(Items from a data source)
Start of Block
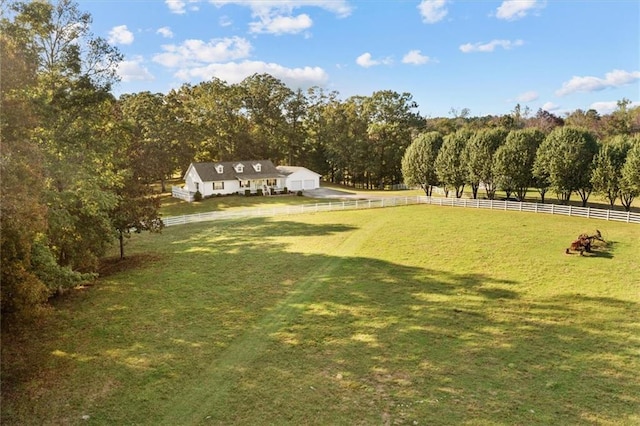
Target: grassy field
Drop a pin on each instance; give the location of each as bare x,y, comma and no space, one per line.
405,315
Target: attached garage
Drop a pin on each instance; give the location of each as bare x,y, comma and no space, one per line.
300,178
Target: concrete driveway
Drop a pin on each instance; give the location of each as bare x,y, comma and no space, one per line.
331,193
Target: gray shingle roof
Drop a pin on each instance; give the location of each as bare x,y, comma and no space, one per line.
208,171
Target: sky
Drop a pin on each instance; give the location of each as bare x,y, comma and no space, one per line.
483,56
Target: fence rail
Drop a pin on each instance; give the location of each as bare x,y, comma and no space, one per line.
181,193
585,212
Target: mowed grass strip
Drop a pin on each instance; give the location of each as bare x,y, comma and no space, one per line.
387,316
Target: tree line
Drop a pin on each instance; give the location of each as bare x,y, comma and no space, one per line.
78,164
567,160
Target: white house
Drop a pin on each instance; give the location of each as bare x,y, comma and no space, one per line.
242,177
300,178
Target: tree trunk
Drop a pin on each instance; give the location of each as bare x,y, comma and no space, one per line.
121,238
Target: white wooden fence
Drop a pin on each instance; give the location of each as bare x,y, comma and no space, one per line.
585,212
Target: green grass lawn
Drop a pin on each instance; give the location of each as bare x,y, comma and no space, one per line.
408,315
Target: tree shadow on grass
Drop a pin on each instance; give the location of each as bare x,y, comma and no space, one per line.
236,329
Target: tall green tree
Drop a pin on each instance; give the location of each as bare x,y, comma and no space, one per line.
450,166
630,177
265,102
479,158
607,167
566,156
22,214
391,118
513,166
149,123
419,161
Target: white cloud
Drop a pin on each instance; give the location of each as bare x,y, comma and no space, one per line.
511,10
365,60
180,6
415,57
198,52
527,96
432,11
165,32
235,72
134,70
608,107
282,24
491,46
283,7
120,35
615,78
550,106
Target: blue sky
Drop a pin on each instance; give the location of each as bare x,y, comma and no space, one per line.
487,56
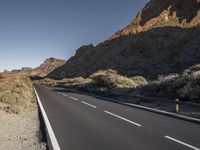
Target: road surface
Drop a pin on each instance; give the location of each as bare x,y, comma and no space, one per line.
82,122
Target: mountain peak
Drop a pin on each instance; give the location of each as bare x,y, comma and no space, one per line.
159,13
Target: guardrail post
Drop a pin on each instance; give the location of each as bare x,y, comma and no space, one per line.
177,105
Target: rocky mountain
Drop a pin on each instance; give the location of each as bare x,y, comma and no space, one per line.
43,70
162,39
47,67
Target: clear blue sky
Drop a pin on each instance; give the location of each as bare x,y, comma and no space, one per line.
33,30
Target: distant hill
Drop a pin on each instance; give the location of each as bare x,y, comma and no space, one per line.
162,39
44,69
47,67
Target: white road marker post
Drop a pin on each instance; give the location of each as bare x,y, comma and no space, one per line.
177,105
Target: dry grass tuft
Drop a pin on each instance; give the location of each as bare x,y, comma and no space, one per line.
16,91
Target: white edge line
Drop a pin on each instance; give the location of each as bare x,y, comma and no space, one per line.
88,104
180,142
52,136
122,118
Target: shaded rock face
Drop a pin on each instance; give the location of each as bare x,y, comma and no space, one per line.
183,13
162,39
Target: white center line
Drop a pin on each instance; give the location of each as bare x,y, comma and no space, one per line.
123,118
180,142
65,95
88,104
74,98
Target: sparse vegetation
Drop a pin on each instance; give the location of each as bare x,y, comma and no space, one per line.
110,79
16,91
185,86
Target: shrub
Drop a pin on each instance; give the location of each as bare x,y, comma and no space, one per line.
16,90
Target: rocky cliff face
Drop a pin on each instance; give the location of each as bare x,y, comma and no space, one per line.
44,69
159,13
47,67
162,39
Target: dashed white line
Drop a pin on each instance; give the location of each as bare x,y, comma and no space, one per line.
88,104
52,136
73,98
136,124
180,142
65,95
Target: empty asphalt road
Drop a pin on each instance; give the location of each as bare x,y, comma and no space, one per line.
82,122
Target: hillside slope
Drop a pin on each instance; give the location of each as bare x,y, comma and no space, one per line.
162,39
47,67
41,71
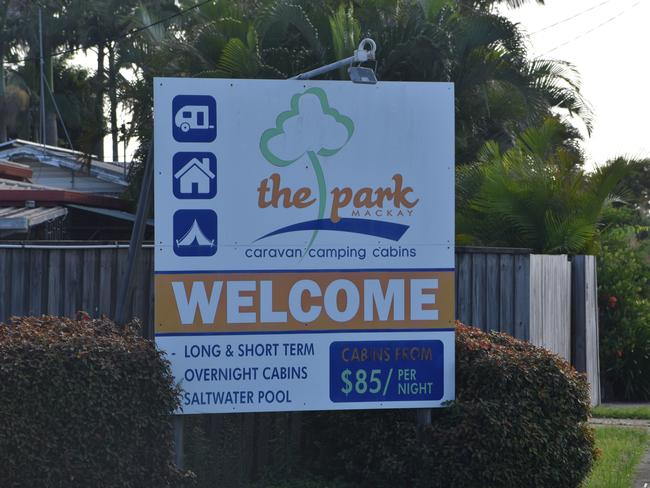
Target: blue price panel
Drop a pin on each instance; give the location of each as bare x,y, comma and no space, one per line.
386,371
End of Block
§ Brief: Could you repeat exactly the lines above from the line with "Target: sparse vegetation" up to and including the line with "Target: shrub", and only those?

§ Your solution:
Target: sparse vegetation
Drop a pin on each instance; give the location of each as bare x,y, comma and no space, one per line.
110,79
16,91
185,86
Target: shrub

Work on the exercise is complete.